§ **Page text**:
::::
Modern Day Cheating and How I Was Asking for It

Antoinette Marie Johnson
5 min readOct 20, 2015

How cheating yourself of the life you seek can cause you to be a victim of infidelity.

  • disclaimer* I wrote this blog over a year ago, before finding out my husband was actually cheating on me. With the advice of our marriage counselor, I focused on my own codependency issues around distrust, and started journeling my discoveries. The truth was later revealed, but my new reality still doesn’t change what I have learned about myself. I believe that cheating myself out of the relationship I deserved was a factor that helped cause my husband’s infidelity. No one deserves to be cheated on, but maybe this advice can help others when they feel the same uncertainty in their relationships.

Anxiety and paranoia creep in, as if my mind is consumed with the fear of being cheated on — the fear of being left for someone or something better than myself.

There are days where I cringe at the sight of a Sports Illustrated cover, or get sick to my stomach over Victoria Secret commercials. I analyze my growing wrinkles in the mirror and compare my body to that of the latest sex symbol. The hot college girl who’s moved onto our block forces me to keep my blinds closed. Guilt creeps in when I realize that these thoughts are not that of the great leader I aspire to be. But in the same breath, fear paralyzes me at the thought of not being attractive enough for my husband. How do I marry the two true feelings and, most of all — avoid getting cheated on?

Shopping can kill my energy because I desperately want to be professional and inspiring to other women, but sexy for my husband. My husband however, enjoys the pleasures of a life that doesn’t place the same pressures on his bodily assets, or worry insanely whether or not he has plump enough lips. He simply knows that I love him, and looks to do what makes himself happy.

But what stirs anger inside me, is the divide between men and women on the issue of cheating, pornography and masturbation. Friends of mine act encouragingly when their men want to hit the strip club. Our girlfriends sit around at brunch and agree that they would rather their man watch porn than give them morning sex. The societal pressure on women to please their partners by being agreeable to these double-standards around sex, is so great that we abandon our values and seek to please them more than ourselves. We think — If they’re happy, they won’t cheat.

At the end of the day, no one is OKAY with being cheated on. Whether cheated on by lying, fantasizing over others, inappropriate conversations on social media, or taking action with another person. Cheating is defined as a verb, to “act dishonestly or unfairly in order to gain an advantage, especially in a game or relationship”. So by very definition, cheating in a relationship does not simply require only the act of doing something dishonest, but also the desire to keep something away from the person you love. Hidden, dark, deep and covered in lies. The cheater is cheating their partner out of honesty, integrity and respect. No matter how it may have been performed. So if your standards around sex are not those of the norm (say, you are bothered by porn), than do you deserve to be cheated on?
::::
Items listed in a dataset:
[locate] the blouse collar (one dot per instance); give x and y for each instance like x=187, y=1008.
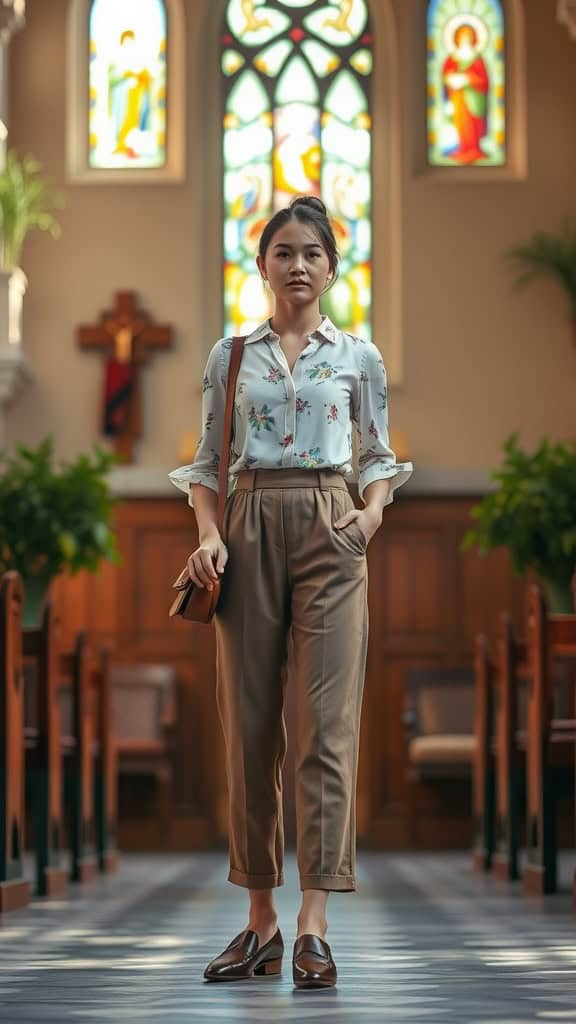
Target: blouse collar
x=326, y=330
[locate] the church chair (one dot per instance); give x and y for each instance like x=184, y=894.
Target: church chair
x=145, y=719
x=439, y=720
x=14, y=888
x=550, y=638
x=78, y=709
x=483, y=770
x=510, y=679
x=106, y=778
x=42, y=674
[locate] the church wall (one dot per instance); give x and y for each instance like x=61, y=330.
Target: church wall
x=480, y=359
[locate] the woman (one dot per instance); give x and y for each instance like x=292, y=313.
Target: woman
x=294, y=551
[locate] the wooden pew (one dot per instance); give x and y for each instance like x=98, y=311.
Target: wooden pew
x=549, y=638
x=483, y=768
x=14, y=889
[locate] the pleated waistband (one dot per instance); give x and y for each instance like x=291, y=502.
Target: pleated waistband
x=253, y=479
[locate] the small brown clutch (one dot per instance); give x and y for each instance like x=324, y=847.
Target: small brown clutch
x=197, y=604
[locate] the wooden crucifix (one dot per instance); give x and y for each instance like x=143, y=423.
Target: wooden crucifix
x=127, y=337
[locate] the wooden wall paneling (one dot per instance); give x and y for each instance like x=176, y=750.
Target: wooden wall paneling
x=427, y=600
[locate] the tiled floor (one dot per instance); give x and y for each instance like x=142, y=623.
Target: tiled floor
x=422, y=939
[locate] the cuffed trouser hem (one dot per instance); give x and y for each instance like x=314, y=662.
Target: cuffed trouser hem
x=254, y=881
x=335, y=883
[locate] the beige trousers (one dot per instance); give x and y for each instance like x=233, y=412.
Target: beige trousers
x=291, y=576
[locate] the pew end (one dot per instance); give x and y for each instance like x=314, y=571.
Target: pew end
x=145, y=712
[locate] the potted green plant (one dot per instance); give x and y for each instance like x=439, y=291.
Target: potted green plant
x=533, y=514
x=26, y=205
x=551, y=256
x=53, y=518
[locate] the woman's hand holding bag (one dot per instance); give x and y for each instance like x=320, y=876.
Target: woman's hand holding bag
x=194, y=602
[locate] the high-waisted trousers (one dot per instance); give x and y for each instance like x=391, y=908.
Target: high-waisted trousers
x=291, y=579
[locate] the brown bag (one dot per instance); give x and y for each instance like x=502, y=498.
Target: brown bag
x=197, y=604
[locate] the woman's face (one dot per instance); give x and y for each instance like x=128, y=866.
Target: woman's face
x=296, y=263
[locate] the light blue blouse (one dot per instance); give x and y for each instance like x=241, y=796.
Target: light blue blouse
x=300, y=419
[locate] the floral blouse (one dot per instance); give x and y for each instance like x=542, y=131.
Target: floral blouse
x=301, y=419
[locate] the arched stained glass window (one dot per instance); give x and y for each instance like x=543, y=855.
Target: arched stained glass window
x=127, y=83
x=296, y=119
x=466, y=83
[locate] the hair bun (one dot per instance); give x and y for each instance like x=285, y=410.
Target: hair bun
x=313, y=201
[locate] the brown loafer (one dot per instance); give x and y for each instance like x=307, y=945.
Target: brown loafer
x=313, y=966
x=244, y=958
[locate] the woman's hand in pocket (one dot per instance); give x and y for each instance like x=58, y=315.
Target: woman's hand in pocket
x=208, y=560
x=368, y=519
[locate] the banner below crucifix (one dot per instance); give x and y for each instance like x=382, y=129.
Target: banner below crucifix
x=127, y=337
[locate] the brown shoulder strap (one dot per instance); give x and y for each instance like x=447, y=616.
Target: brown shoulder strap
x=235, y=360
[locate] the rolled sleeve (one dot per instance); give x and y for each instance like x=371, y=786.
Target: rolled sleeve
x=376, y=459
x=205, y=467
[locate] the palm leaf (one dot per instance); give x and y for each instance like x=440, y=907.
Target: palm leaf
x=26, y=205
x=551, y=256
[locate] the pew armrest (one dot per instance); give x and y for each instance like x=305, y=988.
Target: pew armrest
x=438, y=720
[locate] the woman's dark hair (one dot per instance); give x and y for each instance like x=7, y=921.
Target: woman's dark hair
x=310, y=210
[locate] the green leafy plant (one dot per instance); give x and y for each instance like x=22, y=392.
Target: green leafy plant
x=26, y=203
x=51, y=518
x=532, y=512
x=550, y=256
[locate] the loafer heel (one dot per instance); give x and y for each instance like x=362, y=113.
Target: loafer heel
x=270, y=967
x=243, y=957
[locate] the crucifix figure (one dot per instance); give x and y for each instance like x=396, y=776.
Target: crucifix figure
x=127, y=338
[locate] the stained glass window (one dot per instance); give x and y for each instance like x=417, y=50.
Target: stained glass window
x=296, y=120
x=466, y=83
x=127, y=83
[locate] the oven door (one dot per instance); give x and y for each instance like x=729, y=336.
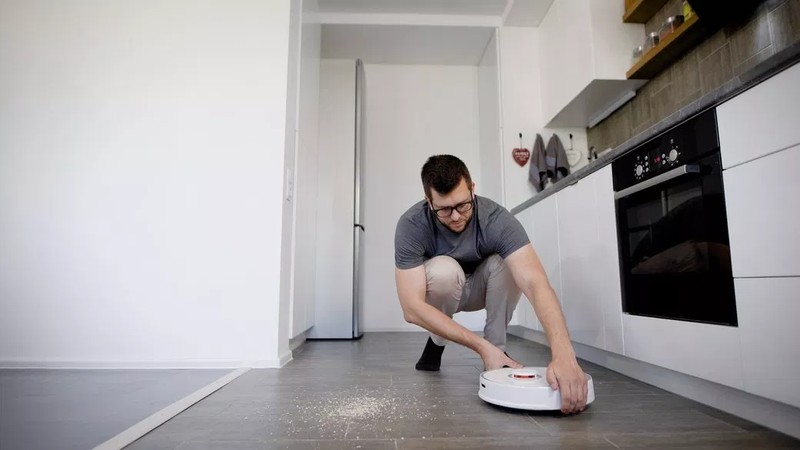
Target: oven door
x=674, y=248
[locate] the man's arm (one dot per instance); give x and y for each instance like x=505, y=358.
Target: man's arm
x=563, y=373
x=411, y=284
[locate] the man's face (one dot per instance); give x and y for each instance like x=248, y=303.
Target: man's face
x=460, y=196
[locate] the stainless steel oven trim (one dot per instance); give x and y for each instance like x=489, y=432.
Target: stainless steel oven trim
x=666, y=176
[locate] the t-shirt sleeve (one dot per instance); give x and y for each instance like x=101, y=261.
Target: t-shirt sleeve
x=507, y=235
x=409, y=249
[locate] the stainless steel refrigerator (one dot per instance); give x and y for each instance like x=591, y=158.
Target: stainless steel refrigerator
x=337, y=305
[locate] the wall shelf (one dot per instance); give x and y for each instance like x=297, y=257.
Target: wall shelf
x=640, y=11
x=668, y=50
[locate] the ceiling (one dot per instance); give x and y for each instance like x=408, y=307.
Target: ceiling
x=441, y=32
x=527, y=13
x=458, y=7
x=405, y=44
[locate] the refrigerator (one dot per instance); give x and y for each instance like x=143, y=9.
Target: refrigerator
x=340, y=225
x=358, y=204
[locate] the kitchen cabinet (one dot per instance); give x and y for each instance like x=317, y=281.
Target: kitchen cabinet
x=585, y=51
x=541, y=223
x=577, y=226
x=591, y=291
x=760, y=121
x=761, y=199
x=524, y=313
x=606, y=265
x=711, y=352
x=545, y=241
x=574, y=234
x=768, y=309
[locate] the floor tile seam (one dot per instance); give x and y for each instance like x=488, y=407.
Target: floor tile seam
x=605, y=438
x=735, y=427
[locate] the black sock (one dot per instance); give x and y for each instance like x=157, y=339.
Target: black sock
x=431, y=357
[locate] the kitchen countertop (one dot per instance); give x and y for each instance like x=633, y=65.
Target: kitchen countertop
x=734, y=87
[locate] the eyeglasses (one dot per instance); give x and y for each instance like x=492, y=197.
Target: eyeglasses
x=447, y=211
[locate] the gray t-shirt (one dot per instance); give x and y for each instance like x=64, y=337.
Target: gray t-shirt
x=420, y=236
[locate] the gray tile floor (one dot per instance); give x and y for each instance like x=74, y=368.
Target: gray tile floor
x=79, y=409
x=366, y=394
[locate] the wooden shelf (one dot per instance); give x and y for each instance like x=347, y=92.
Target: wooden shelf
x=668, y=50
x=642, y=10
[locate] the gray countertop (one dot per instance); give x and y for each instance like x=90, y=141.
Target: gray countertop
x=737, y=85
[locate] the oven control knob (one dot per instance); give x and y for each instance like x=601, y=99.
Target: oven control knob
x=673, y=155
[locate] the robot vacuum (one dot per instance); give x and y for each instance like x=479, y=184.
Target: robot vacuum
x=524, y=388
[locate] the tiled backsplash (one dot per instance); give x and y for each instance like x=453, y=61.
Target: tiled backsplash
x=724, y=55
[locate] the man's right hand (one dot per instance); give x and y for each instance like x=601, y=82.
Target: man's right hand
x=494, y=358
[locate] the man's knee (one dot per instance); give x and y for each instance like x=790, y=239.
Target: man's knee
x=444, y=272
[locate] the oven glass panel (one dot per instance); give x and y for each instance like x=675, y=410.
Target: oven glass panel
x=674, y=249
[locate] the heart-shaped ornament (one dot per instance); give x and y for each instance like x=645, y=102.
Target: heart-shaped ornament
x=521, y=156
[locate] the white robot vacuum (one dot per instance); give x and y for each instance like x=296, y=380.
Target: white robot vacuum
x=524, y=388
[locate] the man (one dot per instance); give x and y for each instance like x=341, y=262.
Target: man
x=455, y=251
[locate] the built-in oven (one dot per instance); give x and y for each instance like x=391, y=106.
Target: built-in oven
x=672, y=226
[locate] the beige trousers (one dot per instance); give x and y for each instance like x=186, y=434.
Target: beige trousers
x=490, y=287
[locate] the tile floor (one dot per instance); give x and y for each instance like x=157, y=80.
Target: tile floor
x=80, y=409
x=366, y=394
::::
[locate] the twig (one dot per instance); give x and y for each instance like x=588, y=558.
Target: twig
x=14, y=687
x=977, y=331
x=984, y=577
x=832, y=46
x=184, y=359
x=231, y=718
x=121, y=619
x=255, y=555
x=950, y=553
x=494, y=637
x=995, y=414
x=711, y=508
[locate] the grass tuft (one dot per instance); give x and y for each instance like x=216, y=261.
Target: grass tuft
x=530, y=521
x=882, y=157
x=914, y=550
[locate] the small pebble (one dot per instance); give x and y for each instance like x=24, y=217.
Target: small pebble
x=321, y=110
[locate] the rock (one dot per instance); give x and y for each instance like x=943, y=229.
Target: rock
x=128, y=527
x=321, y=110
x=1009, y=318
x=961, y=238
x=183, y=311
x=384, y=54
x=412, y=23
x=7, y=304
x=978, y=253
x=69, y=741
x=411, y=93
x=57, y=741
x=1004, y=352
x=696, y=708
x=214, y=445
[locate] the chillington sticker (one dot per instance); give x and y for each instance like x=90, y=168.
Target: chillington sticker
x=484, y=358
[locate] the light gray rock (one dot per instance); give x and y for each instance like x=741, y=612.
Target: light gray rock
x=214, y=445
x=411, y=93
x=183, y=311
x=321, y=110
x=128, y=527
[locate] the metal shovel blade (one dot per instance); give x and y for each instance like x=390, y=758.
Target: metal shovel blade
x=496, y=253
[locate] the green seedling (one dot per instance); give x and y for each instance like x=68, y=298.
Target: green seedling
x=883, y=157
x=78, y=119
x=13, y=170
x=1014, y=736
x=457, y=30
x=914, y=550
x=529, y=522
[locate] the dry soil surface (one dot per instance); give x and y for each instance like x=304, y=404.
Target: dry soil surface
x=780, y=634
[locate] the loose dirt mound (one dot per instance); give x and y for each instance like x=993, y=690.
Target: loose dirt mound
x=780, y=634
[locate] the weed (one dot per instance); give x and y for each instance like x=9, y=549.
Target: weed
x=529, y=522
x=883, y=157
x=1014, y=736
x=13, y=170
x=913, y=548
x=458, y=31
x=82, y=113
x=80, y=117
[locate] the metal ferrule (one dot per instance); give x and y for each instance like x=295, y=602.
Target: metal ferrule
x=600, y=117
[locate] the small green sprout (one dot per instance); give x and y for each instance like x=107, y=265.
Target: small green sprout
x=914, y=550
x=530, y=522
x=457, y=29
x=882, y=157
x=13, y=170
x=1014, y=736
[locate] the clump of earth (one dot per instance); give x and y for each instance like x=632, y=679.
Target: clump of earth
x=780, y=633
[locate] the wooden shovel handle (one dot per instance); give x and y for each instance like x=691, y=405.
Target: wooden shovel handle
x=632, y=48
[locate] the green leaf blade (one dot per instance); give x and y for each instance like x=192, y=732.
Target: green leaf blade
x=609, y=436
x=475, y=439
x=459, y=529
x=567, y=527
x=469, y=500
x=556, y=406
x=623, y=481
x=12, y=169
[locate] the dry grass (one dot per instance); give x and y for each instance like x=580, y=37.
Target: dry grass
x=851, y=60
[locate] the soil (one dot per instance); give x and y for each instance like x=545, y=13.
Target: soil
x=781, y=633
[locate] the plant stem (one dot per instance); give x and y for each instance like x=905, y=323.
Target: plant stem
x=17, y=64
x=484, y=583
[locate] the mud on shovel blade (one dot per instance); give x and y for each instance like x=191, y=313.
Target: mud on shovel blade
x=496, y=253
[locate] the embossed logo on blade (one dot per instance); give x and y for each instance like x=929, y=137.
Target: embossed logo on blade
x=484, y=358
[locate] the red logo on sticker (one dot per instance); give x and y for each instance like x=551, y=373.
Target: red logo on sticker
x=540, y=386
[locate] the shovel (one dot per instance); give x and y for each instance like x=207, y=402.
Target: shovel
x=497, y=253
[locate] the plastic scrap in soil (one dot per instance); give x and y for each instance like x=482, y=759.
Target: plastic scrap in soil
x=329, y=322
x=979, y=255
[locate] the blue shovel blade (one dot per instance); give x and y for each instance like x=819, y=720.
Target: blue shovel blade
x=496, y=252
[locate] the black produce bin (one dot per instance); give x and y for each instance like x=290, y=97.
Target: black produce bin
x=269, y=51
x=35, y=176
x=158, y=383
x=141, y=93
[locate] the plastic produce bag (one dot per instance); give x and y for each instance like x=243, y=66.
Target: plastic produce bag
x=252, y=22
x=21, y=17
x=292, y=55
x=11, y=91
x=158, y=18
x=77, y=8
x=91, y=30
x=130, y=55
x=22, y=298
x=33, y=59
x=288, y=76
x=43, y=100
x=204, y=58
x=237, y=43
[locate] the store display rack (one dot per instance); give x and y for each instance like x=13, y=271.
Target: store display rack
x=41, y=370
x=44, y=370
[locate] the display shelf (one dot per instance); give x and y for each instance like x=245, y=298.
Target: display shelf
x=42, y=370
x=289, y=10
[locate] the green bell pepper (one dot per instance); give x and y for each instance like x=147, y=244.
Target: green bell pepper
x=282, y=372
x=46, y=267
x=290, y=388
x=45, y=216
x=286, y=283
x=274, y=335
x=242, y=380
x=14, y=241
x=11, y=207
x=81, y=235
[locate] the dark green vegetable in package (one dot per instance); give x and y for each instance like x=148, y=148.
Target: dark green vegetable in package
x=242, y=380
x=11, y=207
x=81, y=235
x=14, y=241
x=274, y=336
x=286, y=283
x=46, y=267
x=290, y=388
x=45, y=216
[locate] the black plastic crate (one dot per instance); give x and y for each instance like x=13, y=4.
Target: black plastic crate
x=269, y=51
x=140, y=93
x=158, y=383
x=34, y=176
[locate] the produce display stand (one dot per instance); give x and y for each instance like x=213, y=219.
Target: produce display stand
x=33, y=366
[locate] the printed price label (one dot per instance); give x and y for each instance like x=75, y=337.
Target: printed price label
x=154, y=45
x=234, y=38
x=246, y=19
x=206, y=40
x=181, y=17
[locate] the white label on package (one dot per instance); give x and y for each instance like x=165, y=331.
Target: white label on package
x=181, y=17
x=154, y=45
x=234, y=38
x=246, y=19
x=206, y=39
::::
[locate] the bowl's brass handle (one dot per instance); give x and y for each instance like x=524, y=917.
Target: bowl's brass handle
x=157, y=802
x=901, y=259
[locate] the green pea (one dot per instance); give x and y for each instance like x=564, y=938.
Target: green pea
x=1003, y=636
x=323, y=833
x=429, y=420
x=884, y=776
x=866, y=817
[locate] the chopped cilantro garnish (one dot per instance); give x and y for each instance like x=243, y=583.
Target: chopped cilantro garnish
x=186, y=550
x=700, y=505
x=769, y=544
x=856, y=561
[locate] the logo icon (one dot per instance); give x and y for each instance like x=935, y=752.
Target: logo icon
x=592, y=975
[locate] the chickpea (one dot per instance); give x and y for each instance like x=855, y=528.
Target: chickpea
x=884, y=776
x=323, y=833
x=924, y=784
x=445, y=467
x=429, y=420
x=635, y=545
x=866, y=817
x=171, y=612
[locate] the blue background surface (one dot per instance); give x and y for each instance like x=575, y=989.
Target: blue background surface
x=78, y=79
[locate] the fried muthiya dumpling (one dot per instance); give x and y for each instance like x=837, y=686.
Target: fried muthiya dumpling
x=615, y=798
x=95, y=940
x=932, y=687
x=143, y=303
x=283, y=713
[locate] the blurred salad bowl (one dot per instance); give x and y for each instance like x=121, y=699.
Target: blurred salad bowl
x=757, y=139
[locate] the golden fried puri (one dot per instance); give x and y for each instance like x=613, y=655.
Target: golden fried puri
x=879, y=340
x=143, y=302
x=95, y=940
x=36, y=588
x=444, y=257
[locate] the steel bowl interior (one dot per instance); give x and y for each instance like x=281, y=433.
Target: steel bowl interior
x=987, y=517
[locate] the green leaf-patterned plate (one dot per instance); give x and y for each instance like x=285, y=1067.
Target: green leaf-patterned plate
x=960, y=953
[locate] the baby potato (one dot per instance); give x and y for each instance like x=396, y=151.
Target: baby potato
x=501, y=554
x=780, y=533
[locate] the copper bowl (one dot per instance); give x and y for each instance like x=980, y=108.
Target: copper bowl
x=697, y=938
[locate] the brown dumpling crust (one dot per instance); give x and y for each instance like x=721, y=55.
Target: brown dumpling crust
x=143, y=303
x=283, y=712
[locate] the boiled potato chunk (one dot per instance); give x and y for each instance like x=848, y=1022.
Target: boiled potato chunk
::::
§ **Instruction A**:
Write out the part of the essay on cheating that begins at the words "But what stirs" and stops after "they won’t cheat.".
§ **Instruction B**:
According to the essay on cheating, on whose advice did the writer focus on personal codependency issues around distrust?
§ **Instruction C**:
List every way of being cheated on that the essay on cheating names.
The records are separate material that has no connection to the essay on cheating.

§ **Written reply A**:
But what stirs anger inside me, is the divide between men and women on the issue of cheating, pornography and masturbation. Friends of mine act encouragingly when their men want to hit the strip club. Our girlfriends sit around at brunch and agree that they would rather their man watch porn than give them morning sex. The societal pressure on women to please their partners by being agreeable to these double-standards around sex, is so great that we abandon our values and seek to please them more than ourselves. We think — If they’re happy, they won’t cheat.

§ **Written reply B**:
On the advice of the couple's marriage counselor.

§ **Written reply C**:
- Lying
- Fantasizing over others
- Inappropriate conversations on social media
- Taking action with another person